§ **Stated problem**
Write out the lithography article again, everything from "While the optical" down to "introducing alignment errors.", swapping "photoresist" for "resist layer".

In our recent paper, “Diffraction-limit-breaking digital projection lithography via multi-exposure strategies for high-density nanopatterning”, we report a digital projection lithography strategy based on alignment-free multiple exposures and spatially uniform layout decomposition. The work demonstrates that high-density nanostructures—previously considered impractical for DMD-based projection systems—can be fabricated with high fidelity and a wide process window.

While the final results appear straightforward, the path to this work was shaped by a long-standing frustration with a problem many of us had quietly accepted as unavoidable.

Figure 1 | Schematic diagram of multiple exposure digital projection lithography system and layout breakdown

The Starting Point: When Density Becomes the Enemy

Digital micromirror device (DMD)–based projection lithography has long been valued for its flexibility, speed, and maskless operation. Yet in practice, we repeatedly encountered the same bottleneck:

As pattern density increases, image fidelity collapses.

When feature spacing approaches the diffraction limit, high spatial-frequency information is inevitably lost during projection. What follows is familiar to anyone working with dense layouts—pattern merging, extreme depth-of-focus sensitivity, and vanishing process margins. Incremental optical optimization did little to help. At some point, it became clear that this was not an engineering oversight, but a fundamental limitation of single-exposure thinking.

Instead of asking how to further sharpen a single exposure, we began asking a different question:

Do we really need to project all spatial frequencies at once?

The Key Insight: Separating Information in Time, Not Space

The conceptual turning point came from a simple observation.
While the optical system filters spatial frequencies, the photoresist integrates exposure dose over time.

This led us to a counterintuitive idea: if a dense pattern is decomposed into multiple sparse sub-layouts—each individually compatible with the optical transfer function—could the resist effectively “reconstruct” the full pattern through sequential exposure?

Crucially, DMD systems offer a unique advantage here. Because the micromirror array is digitally addressed and mechanically static, multiple exposures can be performed without any physical alignment. This meant that, in principle, temporal multiplexing could replace spatial overload—without introducing alignment errors.

What initially sounded like a conceptual workaround gradually revealed itself as a fundamentally different way of thinking about digital lithography.

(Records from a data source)
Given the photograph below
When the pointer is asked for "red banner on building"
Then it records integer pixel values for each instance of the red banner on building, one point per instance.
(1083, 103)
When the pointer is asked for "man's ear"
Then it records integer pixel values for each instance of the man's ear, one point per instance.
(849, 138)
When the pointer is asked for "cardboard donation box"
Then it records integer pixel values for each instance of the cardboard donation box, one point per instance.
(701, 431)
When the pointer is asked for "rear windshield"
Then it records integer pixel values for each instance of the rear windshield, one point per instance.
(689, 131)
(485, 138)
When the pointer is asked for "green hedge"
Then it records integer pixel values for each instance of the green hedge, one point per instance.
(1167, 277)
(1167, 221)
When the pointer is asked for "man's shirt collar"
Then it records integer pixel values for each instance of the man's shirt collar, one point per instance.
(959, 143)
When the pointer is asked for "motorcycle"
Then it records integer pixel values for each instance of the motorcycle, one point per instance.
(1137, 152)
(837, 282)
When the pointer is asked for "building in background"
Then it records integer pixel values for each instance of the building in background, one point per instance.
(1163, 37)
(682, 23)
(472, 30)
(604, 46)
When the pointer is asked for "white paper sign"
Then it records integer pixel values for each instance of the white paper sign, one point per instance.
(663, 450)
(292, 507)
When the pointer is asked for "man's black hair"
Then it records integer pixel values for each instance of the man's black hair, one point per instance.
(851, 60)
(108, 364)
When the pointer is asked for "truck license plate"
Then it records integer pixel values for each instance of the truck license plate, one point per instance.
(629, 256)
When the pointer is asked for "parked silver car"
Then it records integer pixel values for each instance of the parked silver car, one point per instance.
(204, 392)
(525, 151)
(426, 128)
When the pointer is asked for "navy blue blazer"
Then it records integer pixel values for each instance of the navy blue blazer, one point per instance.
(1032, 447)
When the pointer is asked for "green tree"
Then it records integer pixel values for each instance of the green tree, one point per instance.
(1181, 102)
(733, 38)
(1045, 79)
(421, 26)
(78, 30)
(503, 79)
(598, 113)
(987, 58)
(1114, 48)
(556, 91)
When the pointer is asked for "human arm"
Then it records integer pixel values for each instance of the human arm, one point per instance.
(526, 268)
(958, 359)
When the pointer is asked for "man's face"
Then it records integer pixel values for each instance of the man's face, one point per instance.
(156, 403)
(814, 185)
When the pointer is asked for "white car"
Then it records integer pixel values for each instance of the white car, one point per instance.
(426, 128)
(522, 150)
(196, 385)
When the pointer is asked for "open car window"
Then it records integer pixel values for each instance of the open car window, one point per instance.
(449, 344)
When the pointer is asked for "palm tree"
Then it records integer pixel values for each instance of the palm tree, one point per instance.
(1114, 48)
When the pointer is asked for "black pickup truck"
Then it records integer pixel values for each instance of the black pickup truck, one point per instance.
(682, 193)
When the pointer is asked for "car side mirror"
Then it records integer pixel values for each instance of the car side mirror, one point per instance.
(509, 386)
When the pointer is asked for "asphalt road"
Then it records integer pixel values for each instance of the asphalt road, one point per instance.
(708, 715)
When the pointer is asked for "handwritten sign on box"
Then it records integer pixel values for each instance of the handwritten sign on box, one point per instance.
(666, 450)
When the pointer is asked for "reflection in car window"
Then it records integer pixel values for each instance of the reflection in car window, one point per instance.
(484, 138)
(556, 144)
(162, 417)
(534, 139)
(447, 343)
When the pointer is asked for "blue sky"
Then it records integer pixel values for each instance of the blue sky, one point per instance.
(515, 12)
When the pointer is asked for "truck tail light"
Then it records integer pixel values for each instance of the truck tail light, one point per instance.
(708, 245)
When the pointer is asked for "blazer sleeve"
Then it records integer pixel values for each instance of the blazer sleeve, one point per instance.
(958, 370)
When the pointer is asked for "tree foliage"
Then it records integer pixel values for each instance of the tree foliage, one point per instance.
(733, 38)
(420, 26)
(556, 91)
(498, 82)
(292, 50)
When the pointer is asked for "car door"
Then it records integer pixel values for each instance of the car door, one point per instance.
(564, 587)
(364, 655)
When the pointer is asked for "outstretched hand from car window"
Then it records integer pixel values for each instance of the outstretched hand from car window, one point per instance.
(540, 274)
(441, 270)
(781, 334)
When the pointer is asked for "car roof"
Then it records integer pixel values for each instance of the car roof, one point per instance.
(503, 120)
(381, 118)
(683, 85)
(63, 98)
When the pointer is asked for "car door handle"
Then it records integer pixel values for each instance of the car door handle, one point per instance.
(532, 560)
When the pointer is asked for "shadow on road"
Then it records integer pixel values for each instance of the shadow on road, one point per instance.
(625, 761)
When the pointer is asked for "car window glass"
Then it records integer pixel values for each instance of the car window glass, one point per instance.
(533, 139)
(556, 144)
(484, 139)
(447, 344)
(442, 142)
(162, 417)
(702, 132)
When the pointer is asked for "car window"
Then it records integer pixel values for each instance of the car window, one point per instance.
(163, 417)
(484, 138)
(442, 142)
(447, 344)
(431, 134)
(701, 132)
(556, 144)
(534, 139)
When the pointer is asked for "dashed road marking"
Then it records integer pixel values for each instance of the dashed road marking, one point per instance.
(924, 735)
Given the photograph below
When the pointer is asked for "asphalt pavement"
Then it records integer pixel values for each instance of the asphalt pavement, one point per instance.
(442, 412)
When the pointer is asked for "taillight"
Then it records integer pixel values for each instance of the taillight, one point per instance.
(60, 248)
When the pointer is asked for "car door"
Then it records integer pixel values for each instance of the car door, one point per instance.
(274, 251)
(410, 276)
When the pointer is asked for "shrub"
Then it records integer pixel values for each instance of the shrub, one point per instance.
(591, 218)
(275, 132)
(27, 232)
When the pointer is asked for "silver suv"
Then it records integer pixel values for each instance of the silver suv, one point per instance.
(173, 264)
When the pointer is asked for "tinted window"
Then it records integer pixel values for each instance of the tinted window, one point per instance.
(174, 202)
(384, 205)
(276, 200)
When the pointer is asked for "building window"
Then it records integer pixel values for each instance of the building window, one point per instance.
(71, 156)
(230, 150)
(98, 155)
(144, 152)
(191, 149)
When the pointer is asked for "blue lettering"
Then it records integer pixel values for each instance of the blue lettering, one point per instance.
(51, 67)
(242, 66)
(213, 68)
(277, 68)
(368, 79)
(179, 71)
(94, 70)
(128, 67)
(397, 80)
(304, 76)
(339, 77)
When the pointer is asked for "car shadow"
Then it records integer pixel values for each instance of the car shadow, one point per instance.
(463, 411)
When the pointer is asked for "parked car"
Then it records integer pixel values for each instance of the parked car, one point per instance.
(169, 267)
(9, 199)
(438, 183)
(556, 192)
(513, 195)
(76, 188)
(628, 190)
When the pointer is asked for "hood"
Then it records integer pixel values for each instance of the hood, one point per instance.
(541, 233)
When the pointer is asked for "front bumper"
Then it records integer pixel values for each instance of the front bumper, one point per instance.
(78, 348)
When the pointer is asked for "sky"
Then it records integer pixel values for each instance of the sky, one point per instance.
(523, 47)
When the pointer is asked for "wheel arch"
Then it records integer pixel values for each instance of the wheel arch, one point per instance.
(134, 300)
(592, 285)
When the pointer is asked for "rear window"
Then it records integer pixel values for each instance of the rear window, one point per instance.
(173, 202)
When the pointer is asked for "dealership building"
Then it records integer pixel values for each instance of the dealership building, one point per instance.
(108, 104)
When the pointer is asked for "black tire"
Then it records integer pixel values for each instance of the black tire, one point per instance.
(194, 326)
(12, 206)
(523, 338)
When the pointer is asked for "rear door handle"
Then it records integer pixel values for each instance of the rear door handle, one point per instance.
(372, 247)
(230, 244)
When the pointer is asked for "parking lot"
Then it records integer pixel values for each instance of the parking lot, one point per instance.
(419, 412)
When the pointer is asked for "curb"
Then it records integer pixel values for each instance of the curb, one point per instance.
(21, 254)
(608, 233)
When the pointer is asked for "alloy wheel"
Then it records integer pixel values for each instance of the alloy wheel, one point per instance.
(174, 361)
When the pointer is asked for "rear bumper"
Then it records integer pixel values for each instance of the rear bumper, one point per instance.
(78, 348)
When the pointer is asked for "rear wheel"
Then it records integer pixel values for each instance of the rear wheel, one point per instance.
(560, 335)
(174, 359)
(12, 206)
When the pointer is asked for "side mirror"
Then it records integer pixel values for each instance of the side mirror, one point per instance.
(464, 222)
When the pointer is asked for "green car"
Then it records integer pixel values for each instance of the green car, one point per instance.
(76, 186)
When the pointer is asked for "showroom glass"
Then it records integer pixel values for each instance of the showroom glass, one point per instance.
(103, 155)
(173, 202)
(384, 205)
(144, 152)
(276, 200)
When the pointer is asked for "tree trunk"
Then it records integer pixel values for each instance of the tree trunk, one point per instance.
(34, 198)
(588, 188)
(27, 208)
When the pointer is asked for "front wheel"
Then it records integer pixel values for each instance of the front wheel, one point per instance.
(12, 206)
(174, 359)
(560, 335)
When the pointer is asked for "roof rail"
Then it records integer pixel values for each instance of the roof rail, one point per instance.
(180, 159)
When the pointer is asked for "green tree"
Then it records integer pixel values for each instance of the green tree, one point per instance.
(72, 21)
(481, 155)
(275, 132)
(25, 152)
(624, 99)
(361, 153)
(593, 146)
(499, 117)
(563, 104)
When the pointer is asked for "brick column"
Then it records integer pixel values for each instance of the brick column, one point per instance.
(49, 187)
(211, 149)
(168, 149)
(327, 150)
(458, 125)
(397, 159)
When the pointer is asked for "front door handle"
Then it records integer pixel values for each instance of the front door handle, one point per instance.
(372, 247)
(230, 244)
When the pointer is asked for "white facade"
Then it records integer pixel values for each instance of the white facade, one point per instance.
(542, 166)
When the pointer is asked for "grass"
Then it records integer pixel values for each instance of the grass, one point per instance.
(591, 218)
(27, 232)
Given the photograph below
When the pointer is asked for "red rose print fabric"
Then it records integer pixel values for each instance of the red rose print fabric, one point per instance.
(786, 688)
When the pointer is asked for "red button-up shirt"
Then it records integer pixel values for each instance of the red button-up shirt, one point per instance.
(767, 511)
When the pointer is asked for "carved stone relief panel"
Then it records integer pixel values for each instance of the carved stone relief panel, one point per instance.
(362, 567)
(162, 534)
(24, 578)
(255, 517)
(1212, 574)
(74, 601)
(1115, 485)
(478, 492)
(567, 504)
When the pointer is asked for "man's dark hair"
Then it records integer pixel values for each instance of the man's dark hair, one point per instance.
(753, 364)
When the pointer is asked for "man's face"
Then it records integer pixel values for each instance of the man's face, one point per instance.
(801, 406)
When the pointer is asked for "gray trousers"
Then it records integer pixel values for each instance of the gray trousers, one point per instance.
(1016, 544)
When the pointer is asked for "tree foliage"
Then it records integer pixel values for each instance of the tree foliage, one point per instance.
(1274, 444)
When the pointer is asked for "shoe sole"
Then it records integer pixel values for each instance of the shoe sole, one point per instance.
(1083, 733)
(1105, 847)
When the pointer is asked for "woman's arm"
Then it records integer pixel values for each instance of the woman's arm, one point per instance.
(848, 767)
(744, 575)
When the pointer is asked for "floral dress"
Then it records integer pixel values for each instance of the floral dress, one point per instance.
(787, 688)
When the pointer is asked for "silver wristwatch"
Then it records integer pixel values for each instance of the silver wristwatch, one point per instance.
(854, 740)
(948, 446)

§ **Solution for this task**
While the optical system filters spatial frequencies, the resist layer integrates exposure dose over time.

This led us to a counterintuitive idea: if a dense pattern is decomposed into multiple sparse sub-layouts—each individually compatible with the optical transfer function—could the resist effectively “reconstruct” the full pattern through sequential exposure?

Crucially, DMD systems offer a unique advantage here. Because the micromirror array is digitally addressed and mechanically static, multiple exposures can be performed without any physical alignment. This meant that, in principle, temporal multiplexing could replace spatial overload—without introducing alignment errors.